-- START OF Data in this exercise --

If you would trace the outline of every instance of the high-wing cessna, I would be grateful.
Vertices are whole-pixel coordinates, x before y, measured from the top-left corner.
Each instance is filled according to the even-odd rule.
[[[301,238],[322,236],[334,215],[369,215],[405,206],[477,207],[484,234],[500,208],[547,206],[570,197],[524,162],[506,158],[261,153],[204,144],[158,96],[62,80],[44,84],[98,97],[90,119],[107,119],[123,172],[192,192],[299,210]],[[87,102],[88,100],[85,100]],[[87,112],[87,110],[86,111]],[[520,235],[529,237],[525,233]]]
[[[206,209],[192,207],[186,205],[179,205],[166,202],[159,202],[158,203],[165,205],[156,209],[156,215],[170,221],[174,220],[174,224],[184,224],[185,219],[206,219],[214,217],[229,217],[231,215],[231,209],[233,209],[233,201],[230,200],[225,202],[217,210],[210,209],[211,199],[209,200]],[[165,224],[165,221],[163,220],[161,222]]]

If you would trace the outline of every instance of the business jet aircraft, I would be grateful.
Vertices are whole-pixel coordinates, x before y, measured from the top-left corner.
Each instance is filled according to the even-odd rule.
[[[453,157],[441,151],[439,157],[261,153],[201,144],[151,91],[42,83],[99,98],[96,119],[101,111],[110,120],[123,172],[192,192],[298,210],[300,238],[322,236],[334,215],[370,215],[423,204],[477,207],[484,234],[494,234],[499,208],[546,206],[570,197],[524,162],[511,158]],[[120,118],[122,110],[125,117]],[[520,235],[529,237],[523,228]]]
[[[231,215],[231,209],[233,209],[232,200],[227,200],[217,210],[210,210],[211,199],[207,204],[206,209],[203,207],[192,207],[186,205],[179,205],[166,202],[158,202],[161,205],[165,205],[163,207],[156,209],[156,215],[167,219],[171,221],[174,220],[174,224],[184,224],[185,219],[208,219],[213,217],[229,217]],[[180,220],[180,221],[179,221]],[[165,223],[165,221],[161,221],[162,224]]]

-- END OF Data in this exercise --

• [Task goal]: Copy out all of the items above word for word, with nothing changed.

• [Answer to the task]:
If you would trace the outline of every instance of the high-wing cessna, I would be grateful.
Vertices are whole-pixel coordinates, x before y, measured from the top-left corner.
Each instance is filled according to the even-odd rule.
[[[301,238],[322,236],[334,215],[369,215],[405,206],[477,207],[484,234],[500,208],[547,206],[570,197],[524,162],[506,158],[261,153],[204,144],[158,96],[62,80],[44,84],[98,97],[90,119],[107,119],[123,172],[192,192],[299,210]],[[87,102],[88,100],[85,100]],[[87,112],[87,110],[86,111]],[[520,235],[529,237],[525,233]]]
[[[206,209],[192,207],[186,205],[179,205],[166,202],[159,202],[158,203],[165,205],[156,209],[156,215],[170,221],[174,220],[174,224],[184,224],[185,219],[206,219],[214,217],[229,217],[231,215],[231,209],[233,209],[233,201],[230,200],[225,202],[217,210],[210,209],[211,199],[209,200]],[[165,224],[165,221],[163,220],[161,222]]]

If you would trace the outline of every instance of the business jet aircraft, I would be grateful.
Vertices are whole-pixel coordinates, x before y, measured from the top-left corner.
Each instance is filled according to the even-odd rule.
[[[453,157],[441,151],[439,157],[261,153],[201,144],[151,91],[42,83],[99,98],[96,119],[101,111],[110,120],[123,172],[192,192],[298,210],[300,238],[322,236],[334,215],[370,215],[423,204],[477,207],[484,234],[494,234],[499,208],[546,206],[570,197],[524,162],[511,158]],[[120,118],[122,110],[125,117]],[[520,235],[529,237],[523,228]]]
[[[231,215],[231,209],[233,209],[232,200],[227,200],[217,210],[210,210],[211,199],[207,204],[206,209],[203,207],[192,207],[186,205],[179,205],[166,202],[158,202],[161,205],[165,205],[163,207],[156,209],[156,215],[167,219],[171,221],[174,220],[174,224],[184,224],[185,219],[208,219],[213,217],[229,217]],[[180,220],[180,221],[179,221]],[[165,223],[165,221],[161,221],[162,224]]]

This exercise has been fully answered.